:: Task to carry out ::
Transcribe the lines below verbatim, skipping the images.
* * *
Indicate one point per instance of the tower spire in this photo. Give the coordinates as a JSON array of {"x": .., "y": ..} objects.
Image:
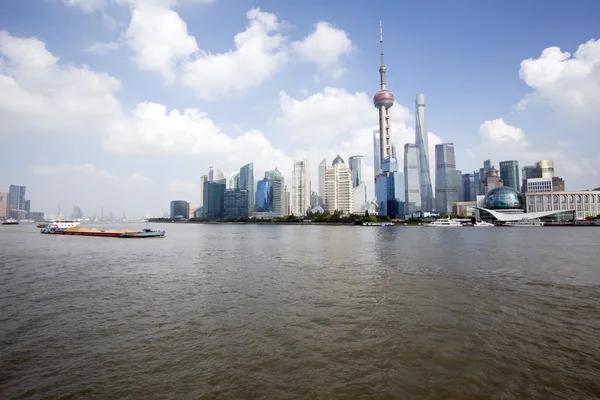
[{"x": 382, "y": 66}]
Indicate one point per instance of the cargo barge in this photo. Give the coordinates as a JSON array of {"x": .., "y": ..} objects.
[{"x": 54, "y": 229}]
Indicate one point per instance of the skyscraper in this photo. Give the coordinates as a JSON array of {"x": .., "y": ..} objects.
[
  {"x": 355, "y": 165},
  {"x": 339, "y": 195},
  {"x": 300, "y": 196},
  {"x": 509, "y": 172},
  {"x": 385, "y": 188},
  {"x": 412, "y": 187},
  {"x": 376, "y": 152},
  {"x": 422, "y": 143},
  {"x": 322, "y": 169},
  {"x": 446, "y": 186},
  {"x": 234, "y": 180},
  {"x": 247, "y": 182}
]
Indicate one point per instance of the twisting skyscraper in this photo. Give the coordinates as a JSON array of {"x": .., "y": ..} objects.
[
  {"x": 421, "y": 141},
  {"x": 385, "y": 179}
]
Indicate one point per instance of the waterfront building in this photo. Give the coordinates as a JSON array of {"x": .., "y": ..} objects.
[
  {"x": 504, "y": 204},
  {"x": 422, "y": 143},
  {"x": 539, "y": 185},
  {"x": 412, "y": 186},
  {"x": 509, "y": 173},
  {"x": 246, "y": 182},
  {"x": 492, "y": 180},
  {"x": 235, "y": 203},
  {"x": 180, "y": 209},
  {"x": 300, "y": 196},
  {"x": 446, "y": 186},
  {"x": 339, "y": 195},
  {"x": 469, "y": 191},
  {"x": 355, "y": 165},
  {"x": 234, "y": 180},
  {"x": 3, "y": 205},
  {"x": 586, "y": 203},
  {"x": 376, "y": 152},
  {"x": 264, "y": 196},
  {"x": 214, "y": 197}
]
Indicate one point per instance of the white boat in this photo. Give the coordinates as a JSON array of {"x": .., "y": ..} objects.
[
  {"x": 525, "y": 222},
  {"x": 445, "y": 223},
  {"x": 482, "y": 224}
]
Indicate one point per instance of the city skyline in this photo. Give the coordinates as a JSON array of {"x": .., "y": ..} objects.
[{"x": 135, "y": 114}]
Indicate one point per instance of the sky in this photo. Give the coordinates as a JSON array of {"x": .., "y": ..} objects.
[{"x": 123, "y": 105}]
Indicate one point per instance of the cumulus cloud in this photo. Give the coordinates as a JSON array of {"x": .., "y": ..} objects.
[
  {"x": 325, "y": 46},
  {"x": 41, "y": 95},
  {"x": 568, "y": 83},
  {"x": 259, "y": 51}
]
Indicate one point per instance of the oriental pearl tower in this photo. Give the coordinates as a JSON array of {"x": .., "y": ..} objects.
[{"x": 383, "y": 100}]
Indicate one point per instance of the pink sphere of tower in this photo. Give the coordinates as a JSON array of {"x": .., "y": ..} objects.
[{"x": 383, "y": 98}]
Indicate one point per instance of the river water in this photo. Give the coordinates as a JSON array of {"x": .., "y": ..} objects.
[{"x": 311, "y": 312}]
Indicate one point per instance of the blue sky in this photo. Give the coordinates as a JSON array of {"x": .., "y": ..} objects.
[{"x": 92, "y": 124}]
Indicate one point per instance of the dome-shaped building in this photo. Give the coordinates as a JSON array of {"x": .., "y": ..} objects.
[
  {"x": 504, "y": 199},
  {"x": 338, "y": 160}
]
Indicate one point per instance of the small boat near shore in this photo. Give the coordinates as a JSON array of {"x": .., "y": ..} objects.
[{"x": 53, "y": 229}]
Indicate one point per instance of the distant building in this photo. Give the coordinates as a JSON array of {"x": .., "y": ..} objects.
[
  {"x": 180, "y": 209},
  {"x": 236, "y": 203},
  {"x": 509, "y": 172},
  {"x": 214, "y": 197},
  {"x": 446, "y": 185},
  {"x": 3, "y": 205},
  {"x": 300, "y": 196},
  {"x": 339, "y": 194},
  {"x": 412, "y": 197}
]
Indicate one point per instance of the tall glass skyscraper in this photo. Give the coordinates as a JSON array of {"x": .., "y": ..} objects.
[
  {"x": 446, "y": 185},
  {"x": 246, "y": 182},
  {"x": 509, "y": 173},
  {"x": 422, "y": 143},
  {"x": 355, "y": 164},
  {"x": 412, "y": 187}
]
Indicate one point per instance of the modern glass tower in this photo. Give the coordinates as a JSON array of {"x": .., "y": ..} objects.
[
  {"x": 446, "y": 185},
  {"x": 509, "y": 172},
  {"x": 355, "y": 164},
  {"x": 422, "y": 143},
  {"x": 246, "y": 182},
  {"x": 412, "y": 188}
]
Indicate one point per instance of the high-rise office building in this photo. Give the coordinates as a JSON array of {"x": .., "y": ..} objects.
[
  {"x": 214, "y": 200},
  {"x": 422, "y": 143},
  {"x": 3, "y": 205},
  {"x": 469, "y": 190},
  {"x": 355, "y": 165},
  {"x": 446, "y": 185},
  {"x": 180, "y": 209},
  {"x": 235, "y": 203},
  {"x": 376, "y": 151},
  {"x": 246, "y": 182},
  {"x": 300, "y": 196},
  {"x": 234, "y": 180},
  {"x": 412, "y": 186},
  {"x": 339, "y": 195},
  {"x": 509, "y": 172},
  {"x": 16, "y": 197},
  {"x": 322, "y": 169},
  {"x": 264, "y": 196}
]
* * *
:: Output of the exercise ::
Indicate one point per instance of the tower spire in this photo. Give the coordinates as a JSON array of {"x": .., "y": ..} objects.
Image:
[{"x": 382, "y": 66}]
Indicate one point per instance of the cargo barge in this photo. Give the coordinates as a JSON array of {"x": .., "y": ..} objects.
[{"x": 54, "y": 229}]
Indicate one point per instance of the skyscraper in this photo. Give the coordinates as a JSON array of {"x": .., "y": ..} objects.
[
  {"x": 355, "y": 165},
  {"x": 339, "y": 195},
  {"x": 300, "y": 196},
  {"x": 509, "y": 172},
  {"x": 385, "y": 188},
  {"x": 412, "y": 187},
  {"x": 376, "y": 152},
  {"x": 422, "y": 143},
  {"x": 322, "y": 169},
  {"x": 446, "y": 186},
  {"x": 234, "y": 180},
  {"x": 247, "y": 182}
]
Indicate one point per instance of the twisting skyscraper in this photo. Give the coordinates as a JSON array of {"x": .., "y": ..} objects.
[
  {"x": 421, "y": 141},
  {"x": 385, "y": 179}
]
Indicate one point per instance of the waterfront building in this photo. Give the coordinates as a JSON array of {"x": .., "y": ..} objects.
[
  {"x": 504, "y": 204},
  {"x": 422, "y": 143},
  {"x": 539, "y": 185},
  {"x": 412, "y": 186},
  {"x": 509, "y": 173},
  {"x": 246, "y": 182},
  {"x": 492, "y": 180},
  {"x": 235, "y": 203},
  {"x": 180, "y": 209},
  {"x": 300, "y": 196},
  {"x": 446, "y": 186},
  {"x": 339, "y": 195},
  {"x": 469, "y": 191},
  {"x": 355, "y": 165},
  {"x": 234, "y": 180},
  {"x": 3, "y": 205},
  {"x": 586, "y": 203},
  {"x": 376, "y": 152},
  {"x": 264, "y": 196},
  {"x": 214, "y": 197}
]
Indicate one point per instance of the white boat in this photo. Give the coordinates as a JSON array of {"x": .., "y": ..} objects.
[
  {"x": 525, "y": 222},
  {"x": 445, "y": 223},
  {"x": 482, "y": 224}
]
Indicate one point per instance of the city skyline in this photo. Give the coordinates as a JSON array of {"x": .., "y": ..} objects.
[{"x": 135, "y": 114}]
Indicate one point per instance of the sky in this photo. Give the coordinates as a JSON array of {"x": .., "y": ..} objects.
[{"x": 123, "y": 105}]
Indicate one point per instance of the cumulus cloud in this photo. Give the coordinates as a JSON array of {"x": .., "y": ..} objects.
[
  {"x": 325, "y": 46},
  {"x": 41, "y": 95},
  {"x": 568, "y": 83},
  {"x": 259, "y": 51}
]
Indicate one point per instance of the oriental pearl tower in this photo. Give the coordinates as a JSON array of {"x": .., "y": ..} objects.
[{"x": 383, "y": 100}]
Indicate one point per instance of the pink sphere of tower in this photo. Give the coordinates as a JSON array of {"x": .., "y": ..} objects.
[{"x": 383, "y": 98}]
Indicate one point per instance of the river water in this photo. Give the coordinates as a JSON array of {"x": .., "y": ..} objects.
[{"x": 311, "y": 312}]
Indicate one point per instance of the blue sky in this photo. Give the coordinates as a JSON array of {"x": .., "y": ..} objects.
[{"x": 92, "y": 124}]
Indicate one point per instance of the dome-shaped building in this photo. Give the coordinates as a JSON array of {"x": .., "y": ..} objects.
[
  {"x": 504, "y": 199},
  {"x": 338, "y": 160}
]
Indicate one point per instance of the small boat near shore in this photo. Give the coordinates as a JSON array of {"x": .., "y": ..} objects.
[{"x": 53, "y": 229}]
Indicate one point per instance of the distant building in this photo. Give the coordinates as a JSON array of {"x": .., "y": ..} objects.
[
  {"x": 180, "y": 209},
  {"x": 236, "y": 203},
  {"x": 509, "y": 172},
  {"x": 214, "y": 197},
  {"x": 446, "y": 185},
  {"x": 3, "y": 205},
  {"x": 300, "y": 196},
  {"x": 339, "y": 194},
  {"x": 412, "y": 197}
]
Indicate one point per instance of the tall glass skyscraper in this photo. Give the coordinates as a JSON array of {"x": .., "y": ..} objects.
[
  {"x": 446, "y": 185},
  {"x": 246, "y": 182},
  {"x": 509, "y": 173},
  {"x": 422, "y": 143},
  {"x": 355, "y": 164},
  {"x": 412, "y": 187}
]
Indicate one point per instance of the modern glass tower in this photo. Give the coordinates as a JSON array of {"x": .., "y": ..} objects.
[
  {"x": 446, "y": 185},
  {"x": 509, "y": 172},
  {"x": 355, "y": 164},
  {"x": 422, "y": 143},
  {"x": 246, "y": 182},
  {"x": 412, "y": 188}
]
Indicate one point per instance of the high-rise office building in this photo. Give the coordinates as a JSON array of {"x": .., "y": ..} objects.
[
  {"x": 214, "y": 200},
  {"x": 422, "y": 143},
  {"x": 3, "y": 205},
  {"x": 469, "y": 190},
  {"x": 355, "y": 165},
  {"x": 446, "y": 185},
  {"x": 180, "y": 209},
  {"x": 235, "y": 203},
  {"x": 376, "y": 151},
  {"x": 246, "y": 182},
  {"x": 300, "y": 196},
  {"x": 234, "y": 180},
  {"x": 412, "y": 186},
  {"x": 339, "y": 195},
  {"x": 509, "y": 172},
  {"x": 16, "y": 197},
  {"x": 322, "y": 169},
  {"x": 264, "y": 196}
]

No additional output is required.